Data records:
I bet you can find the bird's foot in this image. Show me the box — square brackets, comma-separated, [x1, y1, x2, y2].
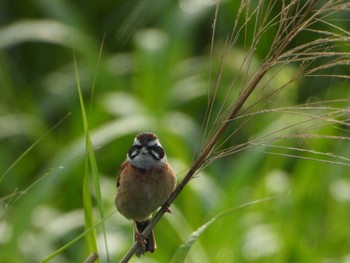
[162, 202, 172, 214]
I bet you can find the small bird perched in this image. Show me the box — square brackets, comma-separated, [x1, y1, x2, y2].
[115, 132, 176, 257]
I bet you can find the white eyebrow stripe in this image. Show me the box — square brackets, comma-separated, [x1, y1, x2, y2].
[147, 139, 162, 147]
[133, 138, 142, 145]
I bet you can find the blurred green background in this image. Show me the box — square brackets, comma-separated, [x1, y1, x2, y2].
[1, 1, 350, 262]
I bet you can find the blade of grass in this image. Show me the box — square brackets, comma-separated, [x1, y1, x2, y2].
[170, 197, 277, 263]
[0, 112, 71, 184]
[73, 52, 99, 260]
[82, 159, 99, 255]
[40, 211, 117, 263]
[74, 43, 110, 260]
[88, 35, 111, 262]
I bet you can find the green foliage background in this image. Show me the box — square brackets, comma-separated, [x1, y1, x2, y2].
[1, 1, 350, 262]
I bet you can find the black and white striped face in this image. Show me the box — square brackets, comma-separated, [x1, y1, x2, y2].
[127, 132, 166, 169]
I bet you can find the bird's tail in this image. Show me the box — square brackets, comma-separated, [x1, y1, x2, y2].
[134, 219, 156, 257]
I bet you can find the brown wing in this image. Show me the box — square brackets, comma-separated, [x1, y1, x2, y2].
[116, 161, 128, 187]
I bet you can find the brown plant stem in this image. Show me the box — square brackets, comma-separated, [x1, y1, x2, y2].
[84, 253, 99, 263]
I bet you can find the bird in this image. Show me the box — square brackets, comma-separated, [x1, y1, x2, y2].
[115, 132, 177, 257]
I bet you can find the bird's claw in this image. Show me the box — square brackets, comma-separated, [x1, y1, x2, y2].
[135, 231, 147, 245]
[162, 202, 172, 214]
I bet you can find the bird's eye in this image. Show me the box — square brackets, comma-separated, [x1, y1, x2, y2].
[128, 145, 141, 159]
[148, 145, 164, 160]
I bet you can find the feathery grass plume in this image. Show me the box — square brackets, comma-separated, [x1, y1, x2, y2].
[119, 0, 350, 261]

Directions for this task: Exactly as they appear, output the line holding "I bet you can find the green" and all lines after it through the end of the listing above, and only those.

Solution to this task:
I bet you can find the green foliage background in this image. Show me the box — square brackets, comma-separated, [x1, y1, x2, y2].
[1, 1, 350, 262]
I bet you can find the black and white striped face in this image. Show me the box — square brackets, comma-separated, [x1, y1, x2, y2].
[127, 132, 166, 169]
I bet you can find the bird's tail in this image. Show me the box — square brackets, comma-separated, [x1, y1, x2, y2].
[134, 219, 156, 257]
I bet you can find the brown wing in this image. Show me the box — square brackets, comma-separated, [x1, y1, x2, y2].
[116, 161, 128, 187]
I bet you can find the brown plant stem in this image. Show me the box — square brackets, comma-separated, [x1, y1, x2, y2].
[84, 253, 99, 263]
I bet you can find the bird in this image. Show me the box — square brackets, comma-separated, [x1, y1, x2, y2].
[115, 132, 177, 257]
I bet you can find the bird's claw in this image. Show me the box — square brackets, comma-separated, [x1, y1, x2, y2].
[135, 231, 147, 245]
[162, 202, 172, 214]
I bet you can find the bird's eye in this image. Show me the box — square brackets, comma-separated, [x1, y1, x2, y2].
[128, 145, 141, 159]
[148, 145, 164, 160]
I bet you can find the feathery grass plume in this image. Show me the box — square brackets, comma-separated, [x1, y1, x2, y2].
[119, 0, 350, 261]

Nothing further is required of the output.